Excerpt to read:
I am currently working on implementing a iterator which splits the given string and returns the substrings as an iterator. For a special character it is going to return just the special character or it is going to return a substring of alphanumeric characters and gets split at whitespaces.
I guess there is some kind of problem with the indexing because of the utf-8 chars but i do not know how to manage it.
This is the struct and it's iterator implementation.
pub struct SpecialStr<'a> {
string: &'a str,
back: usize,//index of the back of the &str substring.
}
impl<'a> SpecialStr<'a> {
pub fn new(input : &'a str) -> Self {
SpecialStr {string: input, back: 0}
}
}
//anything which is not a alphanumeric or a whitespace.
pub fn is_special(c: char) -> bool {
!c.is_ascii_alphanumeric() && !c.is_whitespace()
}
impl<'a> Iterator for SpecialStr<'a> {
type Item = &'a str;
fn next(&mut self) -> Option<Self::Item> {
let input_string: &str = self.string;
let max_index = self.string.len();
for front in self.back..max_index {
let character = match self.string.chars().nth(front) {
Some(character) => character,
None => return None,
};
//if the present char is a special character just return it by itself.

Given task 1:
Decide whether each statement below agrees with the post about the string-splitting iterator. Answer yes or no, and quote the words from the post that decide it.
(a) The writer suspects the indexing problem comes from utf-8 characters.
(b) The struct's second field records the index of the front of the substring.
(c) A whitespace character counts as special.
Given task 2:
Answer these questions from the post about the string-splitting iterator.
(a) At what character are substrings of alphanumeric characters split?
(b) What starting value does the constructor give to the field back?
(c) What type is set as Item in the iterator implementation?

Supplied records:
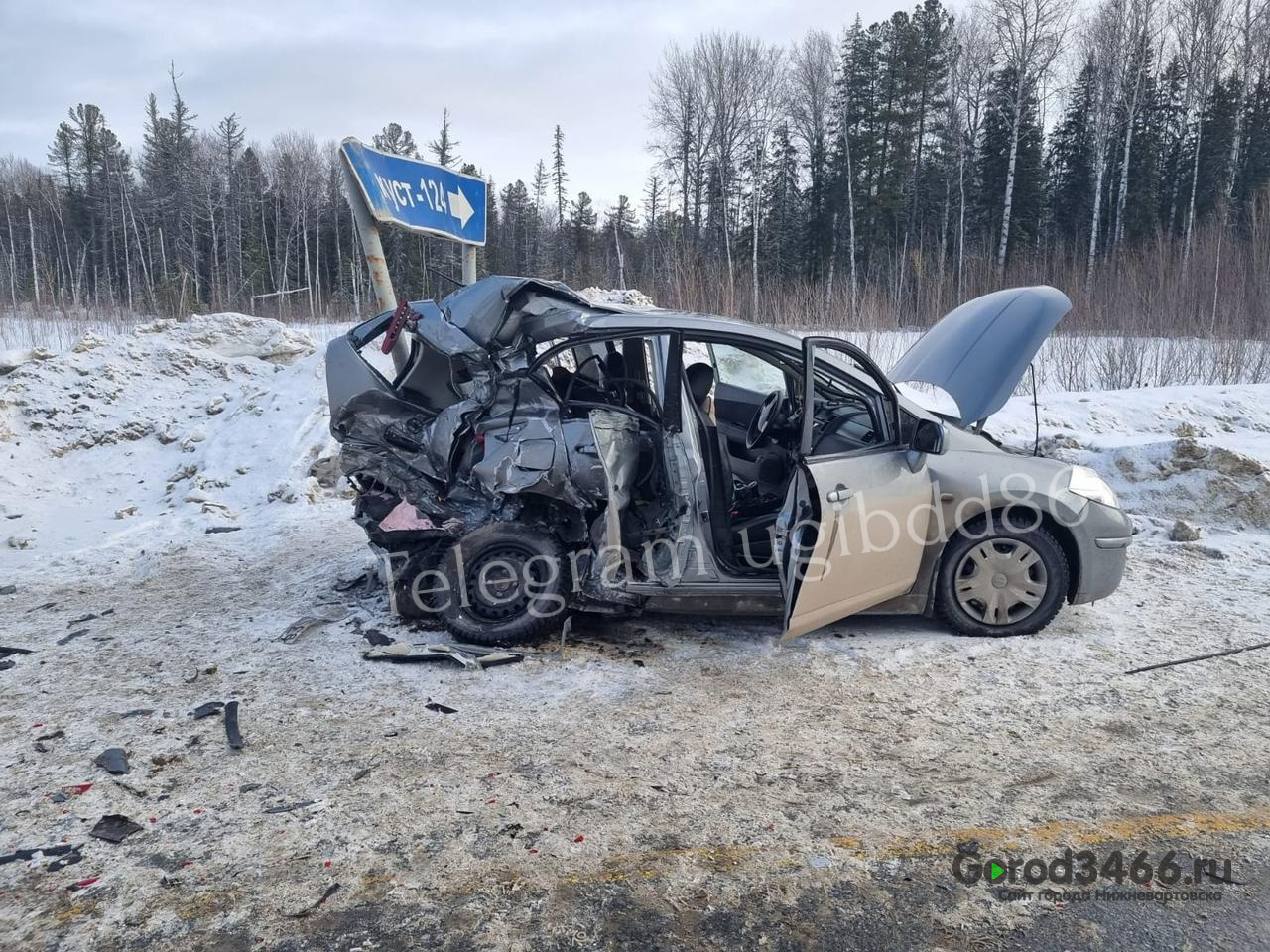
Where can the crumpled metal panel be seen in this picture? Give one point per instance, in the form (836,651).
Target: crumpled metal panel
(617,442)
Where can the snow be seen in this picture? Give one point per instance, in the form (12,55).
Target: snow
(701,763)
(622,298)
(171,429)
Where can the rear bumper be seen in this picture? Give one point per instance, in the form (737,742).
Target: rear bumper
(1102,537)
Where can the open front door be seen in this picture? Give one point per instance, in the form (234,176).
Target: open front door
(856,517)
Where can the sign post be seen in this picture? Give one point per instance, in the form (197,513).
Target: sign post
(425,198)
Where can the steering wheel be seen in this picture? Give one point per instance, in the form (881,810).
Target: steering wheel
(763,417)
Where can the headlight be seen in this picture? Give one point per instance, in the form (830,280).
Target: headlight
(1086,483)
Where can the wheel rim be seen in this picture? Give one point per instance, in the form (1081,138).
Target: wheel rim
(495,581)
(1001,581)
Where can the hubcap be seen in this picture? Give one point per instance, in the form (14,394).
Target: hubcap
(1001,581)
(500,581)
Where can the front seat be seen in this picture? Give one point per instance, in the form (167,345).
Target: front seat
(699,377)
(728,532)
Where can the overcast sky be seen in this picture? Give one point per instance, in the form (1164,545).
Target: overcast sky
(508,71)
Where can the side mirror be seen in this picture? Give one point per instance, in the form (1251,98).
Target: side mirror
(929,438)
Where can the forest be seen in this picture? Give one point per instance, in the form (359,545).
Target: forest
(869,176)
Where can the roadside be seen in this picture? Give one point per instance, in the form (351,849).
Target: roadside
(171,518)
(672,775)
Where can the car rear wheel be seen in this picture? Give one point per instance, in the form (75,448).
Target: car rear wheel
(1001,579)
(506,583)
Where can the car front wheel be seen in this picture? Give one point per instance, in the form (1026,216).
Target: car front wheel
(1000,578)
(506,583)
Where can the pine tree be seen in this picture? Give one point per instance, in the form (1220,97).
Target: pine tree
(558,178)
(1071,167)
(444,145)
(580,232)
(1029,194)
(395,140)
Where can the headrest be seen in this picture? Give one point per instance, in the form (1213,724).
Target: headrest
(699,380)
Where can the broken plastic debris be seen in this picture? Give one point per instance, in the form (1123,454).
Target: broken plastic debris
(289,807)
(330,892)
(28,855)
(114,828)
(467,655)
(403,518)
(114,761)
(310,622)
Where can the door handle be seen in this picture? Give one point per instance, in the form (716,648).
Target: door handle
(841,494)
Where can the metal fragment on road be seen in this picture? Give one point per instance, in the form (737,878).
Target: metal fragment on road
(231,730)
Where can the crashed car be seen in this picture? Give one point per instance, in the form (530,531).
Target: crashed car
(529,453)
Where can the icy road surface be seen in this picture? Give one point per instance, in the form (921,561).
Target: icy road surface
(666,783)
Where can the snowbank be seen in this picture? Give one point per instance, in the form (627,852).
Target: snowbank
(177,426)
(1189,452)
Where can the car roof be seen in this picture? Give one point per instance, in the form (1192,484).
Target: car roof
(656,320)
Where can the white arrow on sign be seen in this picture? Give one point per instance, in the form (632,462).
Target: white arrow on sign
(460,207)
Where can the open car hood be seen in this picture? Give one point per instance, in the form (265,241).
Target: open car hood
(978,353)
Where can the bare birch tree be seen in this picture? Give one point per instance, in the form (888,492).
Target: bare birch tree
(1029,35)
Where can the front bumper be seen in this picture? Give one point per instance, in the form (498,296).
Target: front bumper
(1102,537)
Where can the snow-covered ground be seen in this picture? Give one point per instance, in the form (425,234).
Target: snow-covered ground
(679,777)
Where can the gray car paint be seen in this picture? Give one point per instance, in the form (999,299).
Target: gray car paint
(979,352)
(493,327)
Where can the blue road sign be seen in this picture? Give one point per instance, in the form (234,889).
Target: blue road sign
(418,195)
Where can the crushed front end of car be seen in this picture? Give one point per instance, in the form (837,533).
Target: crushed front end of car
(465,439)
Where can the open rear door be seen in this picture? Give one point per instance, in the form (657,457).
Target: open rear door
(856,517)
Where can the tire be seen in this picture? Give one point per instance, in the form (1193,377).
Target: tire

Worked solution 1:
(a) Yes: "I guess there is some kind of problem with the indexing because of the utf-8 chars"
(b) No: "back: usize,//index of the back of the &str substring."
(c) No: "anything which is not a alphanumeric or a whitespace."

Worked solution 2:
(a) They are split at whitespaces.
(b) It sets back to 0.
(c) Item is &'a str.